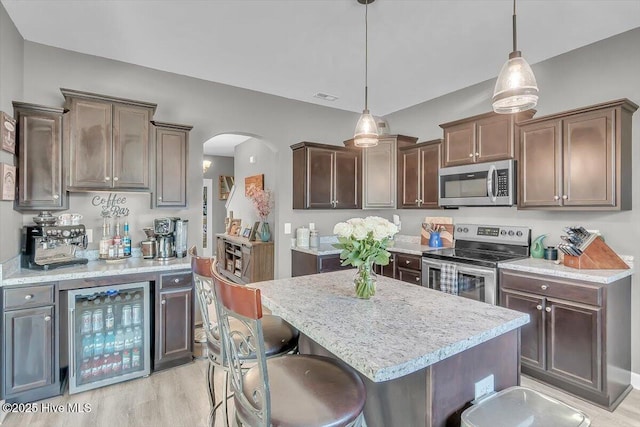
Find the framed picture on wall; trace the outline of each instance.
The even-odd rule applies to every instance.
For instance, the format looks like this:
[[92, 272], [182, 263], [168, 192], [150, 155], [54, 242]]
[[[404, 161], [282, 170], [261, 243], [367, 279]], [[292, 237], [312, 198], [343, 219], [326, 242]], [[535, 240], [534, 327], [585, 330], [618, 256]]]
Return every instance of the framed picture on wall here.
[[0, 148], [16, 153], [16, 120], [3, 111], [0, 111]]
[[251, 227], [251, 232], [249, 233], [249, 240], [256, 239], [256, 233], [258, 232], [258, 227], [260, 227], [260, 221], [256, 221], [255, 224], [253, 224], [253, 227]]
[[249, 197], [251, 187], [264, 190], [264, 174], [248, 176], [244, 179], [244, 195]]
[[0, 163], [0, 200], [14, 200], [16, 198], [16, 167]]
[[251, 235], [251, 227], [247, 227], [242, 231], [242, 237], [246, 237], [247, 239]]
[[237, 236], [242, 229], [242, 220], [240, 218], [234, 218], [231, 220], [231, 228], [229, 229], [230, 236]]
--------------------
WHAT THIS TASK INVOLVES: Repeat the listing in full and exactly. Leave any pictures out.

RESULT OF THIS TASK:
Find the framed picture on wall; trace the outline of each instance.
The even-odd rule applies to every instance.
For instance, the format looks like this:
[[92, 272], [182, 263], [168, 192], [150, 155], [54, 242]]
[[[404, 161], [282, 170], [261, 243], [367, 279]], [[292, 237], [312, 198], [343, 219], [326, 242]], [[535, 240], [534, 327], [585, 330], [618, 256]]]
Return every instance of the framed picture on wall here.
[[0, 148], [16, 153], [16, 120], [3, 111], [0, 111]]
[[251, 227], [251, 232], [249, 233], [249, 240], [256, 239], [256, 233], [258, 232], [258, 227], [260, 227], [260, 221], [256, 221], [255, 224], [253, 224], [253, 227]]
[[249, 197], [251, 187], [264, 190], [264, 174], [248, 176], [244, 179], [244, 195]]
[[0, 163], [0, 200], [14, 200], [16, 198], [16, 167]]
[[251, 235], [251, 227], [247, 227], [242, 231], [242, 237], [246, 237], [247, 239]]
[[237, 236], [242, 229], [242, 220], [240, 218], [234, 218], [231, 220], [231, 228], [229, 229], [230, 236]]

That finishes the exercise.